• [TEXT TO READ]
──────────

Pit. Ex. # 2 (Cessna brochure, circa 1969).

(b) Fixed Base Operator (“FBO”): A generic term signifying a business (individually owned, corporate, or otherwise) which occupied physical space at an airport and which carried on some or all of a variety of general aviation related activities, including flight training, aircraft rental, aircraft chartering, aircraft maintenance, servicing and repair, aircraft hangaring or tie-down, and the sale of aircraft, avionics, accessories and parts. As would be expected, some FBOs were larger and more aggressive in their operations than others, and some did not engage in all the activities mentioned above. It appears, however, that many were at least occasionally involved in the resale of both new and used aircraft to most kinds of “end consumers” *691 (see “end consumer,” infra), and a number were active in that line of business. Both “contracted dealers” of Cessna aircraft (see “Contracted Dealer,” infra) and “zone dealers” of Cessna aircraft (see “Zone Dealer,” infra) were ordinarily FBOs, although many other FBOs were never formally associated with the Cessna distribution system. 4

(c) Cessna Distributor: 5 As used in this opinion, a business operating under a franchise contract with Cessna, performing—at least in theory—a more or less traditional wholesale function in the distribution of Cessna aircraft, accessories and parts: viz, the purchase and maintenance of an inventory of Cessna aircraft, accessories and parts; the development of “contracted dealers” (see “Contracted Dealer,” infra) within the distributor’s assigned geographic “area of responsibility;” and the sale of Cessna aircraft, parts and accessories to those contracted dealers.

──────────

• [DATA SHOWN]
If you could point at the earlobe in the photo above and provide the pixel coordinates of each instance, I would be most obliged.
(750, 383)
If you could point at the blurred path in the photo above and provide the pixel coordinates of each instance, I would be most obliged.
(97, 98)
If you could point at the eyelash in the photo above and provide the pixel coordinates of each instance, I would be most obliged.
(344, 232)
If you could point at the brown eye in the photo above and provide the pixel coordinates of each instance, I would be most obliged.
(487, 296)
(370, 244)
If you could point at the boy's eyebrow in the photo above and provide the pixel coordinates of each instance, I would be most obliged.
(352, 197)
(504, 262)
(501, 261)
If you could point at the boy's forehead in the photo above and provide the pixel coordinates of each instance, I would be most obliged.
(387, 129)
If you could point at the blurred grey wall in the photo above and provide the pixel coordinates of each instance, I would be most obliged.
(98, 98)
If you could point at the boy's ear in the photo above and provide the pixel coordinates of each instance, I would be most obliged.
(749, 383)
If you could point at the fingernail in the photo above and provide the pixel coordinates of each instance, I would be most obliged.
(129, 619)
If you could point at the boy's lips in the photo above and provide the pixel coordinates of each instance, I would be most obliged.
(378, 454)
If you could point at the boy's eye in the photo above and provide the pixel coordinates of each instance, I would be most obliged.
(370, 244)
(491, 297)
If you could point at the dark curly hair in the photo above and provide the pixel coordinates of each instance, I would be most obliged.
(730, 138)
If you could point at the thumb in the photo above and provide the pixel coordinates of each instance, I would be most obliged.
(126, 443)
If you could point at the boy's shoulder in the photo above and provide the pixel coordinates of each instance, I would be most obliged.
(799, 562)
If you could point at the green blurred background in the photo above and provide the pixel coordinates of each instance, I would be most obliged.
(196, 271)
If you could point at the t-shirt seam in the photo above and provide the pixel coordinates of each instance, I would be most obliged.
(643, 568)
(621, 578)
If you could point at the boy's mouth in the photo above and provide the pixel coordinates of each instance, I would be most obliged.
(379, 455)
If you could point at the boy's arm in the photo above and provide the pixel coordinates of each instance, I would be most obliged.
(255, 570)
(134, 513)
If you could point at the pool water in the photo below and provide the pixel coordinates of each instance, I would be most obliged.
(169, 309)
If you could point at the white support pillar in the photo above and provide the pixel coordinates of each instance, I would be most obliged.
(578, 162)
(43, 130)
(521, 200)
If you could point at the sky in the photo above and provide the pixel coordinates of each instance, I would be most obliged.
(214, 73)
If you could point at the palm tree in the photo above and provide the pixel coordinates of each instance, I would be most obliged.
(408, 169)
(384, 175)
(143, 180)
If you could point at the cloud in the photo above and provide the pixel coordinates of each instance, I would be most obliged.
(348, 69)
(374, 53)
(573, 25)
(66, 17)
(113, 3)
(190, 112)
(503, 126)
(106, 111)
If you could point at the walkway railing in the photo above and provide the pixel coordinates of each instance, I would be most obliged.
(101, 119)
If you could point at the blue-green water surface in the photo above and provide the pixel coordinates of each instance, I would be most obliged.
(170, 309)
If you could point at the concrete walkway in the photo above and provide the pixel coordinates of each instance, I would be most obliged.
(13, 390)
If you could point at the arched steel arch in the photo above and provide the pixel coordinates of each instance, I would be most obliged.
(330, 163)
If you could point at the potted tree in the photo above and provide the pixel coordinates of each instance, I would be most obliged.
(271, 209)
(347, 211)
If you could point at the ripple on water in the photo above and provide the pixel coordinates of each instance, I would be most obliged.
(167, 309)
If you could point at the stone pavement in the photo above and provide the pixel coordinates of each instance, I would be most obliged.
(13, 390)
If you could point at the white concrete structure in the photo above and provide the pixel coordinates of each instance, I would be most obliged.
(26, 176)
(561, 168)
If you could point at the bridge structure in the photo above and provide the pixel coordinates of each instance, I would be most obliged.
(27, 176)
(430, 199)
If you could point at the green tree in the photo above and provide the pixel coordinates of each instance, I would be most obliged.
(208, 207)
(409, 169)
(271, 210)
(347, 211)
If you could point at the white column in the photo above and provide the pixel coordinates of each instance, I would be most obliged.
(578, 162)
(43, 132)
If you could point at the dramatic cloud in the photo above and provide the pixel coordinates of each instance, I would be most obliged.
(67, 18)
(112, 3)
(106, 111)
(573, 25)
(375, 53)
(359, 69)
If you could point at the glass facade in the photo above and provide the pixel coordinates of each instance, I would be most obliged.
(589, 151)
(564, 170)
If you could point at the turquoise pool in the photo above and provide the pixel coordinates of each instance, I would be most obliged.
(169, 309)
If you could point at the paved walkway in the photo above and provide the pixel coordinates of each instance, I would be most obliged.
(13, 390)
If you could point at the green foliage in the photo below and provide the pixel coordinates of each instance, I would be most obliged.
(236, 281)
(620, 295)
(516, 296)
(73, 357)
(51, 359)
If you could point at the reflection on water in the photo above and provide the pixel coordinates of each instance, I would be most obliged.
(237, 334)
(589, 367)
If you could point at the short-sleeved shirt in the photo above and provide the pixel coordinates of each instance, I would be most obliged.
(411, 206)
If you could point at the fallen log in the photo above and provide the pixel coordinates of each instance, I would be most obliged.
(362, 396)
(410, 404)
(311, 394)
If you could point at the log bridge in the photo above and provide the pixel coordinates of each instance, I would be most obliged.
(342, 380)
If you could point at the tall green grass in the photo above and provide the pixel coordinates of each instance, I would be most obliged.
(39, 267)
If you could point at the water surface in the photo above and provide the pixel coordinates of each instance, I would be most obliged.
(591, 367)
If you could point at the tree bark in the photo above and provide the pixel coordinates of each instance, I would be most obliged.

──────────

In the text defining aviation business terms, what kind of business were both contracted dealers and zone dealers of Cessna aircraft ordinarily?

• [RESPONSE TO THIS TASK] They were ordinarily fixed base operators (FBOs).